Extracted data entries
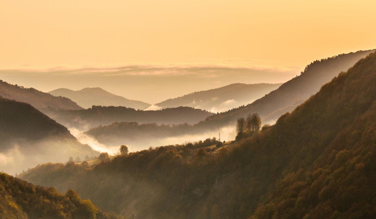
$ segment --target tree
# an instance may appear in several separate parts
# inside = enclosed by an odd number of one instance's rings
[[[246,119],[246,130],[247,131],[252,131],[252,116],[251,114],[248,114]]]
[[[197,157],[203,157],[206,154],[206,151],[203,148],[201,148],[196,152],[196,156]]]
[[[257,113],[252,114],[251,118],[251,128],[255,131],[260,130],[261,128],[261,119]]]
[[[122,155],[127,155],[129,151],[128,147],[125,145],[121,145],[120,147],[120,153]]]
[[[246,120],[243,117],[238,118],[238,122],[236,124],[236,131],[239,133],[244,133],[246,127]]]
[[[81,159],[79,157],[77,157],[74,159],[74,163],[80,163],[81,162]]]
[[[108,153],[107,152],[102,152],[99,154],[99,162],[102,162],[107,160],[108,159]]]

Problem to work on |
Render every line of the records above as a JSON list of strings, with one string per line and blank lines omitted. Leave the pictures out of the list.

Result for this exercise |
[
  "$ segment --target tree",
  "# an instance may appear in several separate parts",
  "# inside = enclosed by an odd number of one instance's rings",
  "[[[246,119],[246,130],[247,131],[252,131],[252,116],[251,114],[248,114]]]",
  "[[[197,157],[203,157],[206,154],[206,151],[203,148],[201,148],[196,152],[196,156]]]",
  "[[[257,113],[252,114],[251,118],[251,128],[255,131],[260,130],[261,128],[261,119]]]",
  "[[[122,155],[127,155],[129,151],[128,147],[125,145],[121,145],[120,147],[120,153]]]",
  "[[[246,120],[243,117],[238,118],[238,122],[236,124],[236,131],[239,133],[244,133],[246,127]]]",
  "[[[81,159],[79,157],[77,157],[74,159],[74,163],[80,163],[81,162]]]",
  "[[[108,153],[107,152],[102,152],[99,154],[99,162],[102,162],[107,160],[108,159]]]"
]